▶ [Problem to work on]: Reproduce the records verbatim, beginning with the line that contains "as [428, 346]." and continuing through the end of the records.

[Entries pointing to labeled objects]
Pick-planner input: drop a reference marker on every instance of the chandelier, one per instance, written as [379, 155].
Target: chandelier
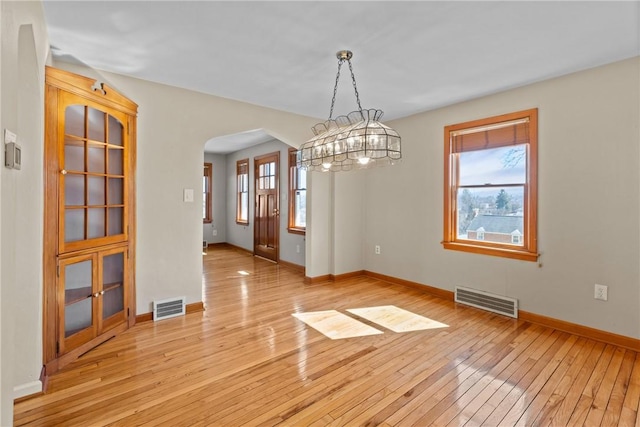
[357, 140]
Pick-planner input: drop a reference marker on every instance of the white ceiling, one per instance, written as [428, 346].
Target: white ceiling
[409, 56]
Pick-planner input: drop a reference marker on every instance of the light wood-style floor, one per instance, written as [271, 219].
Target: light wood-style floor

▶ [Answer to this task]:
Pick-planner input: drop a reference marker on every instance of the white ceiling, one per instance, written as [428, 346].
Target: white ceiling
[409, 56]
Pick-planner input: drop a reference marker on every instance of the light wood-style floor, one per instance, written as [271, 219].
Target: light wood-style floor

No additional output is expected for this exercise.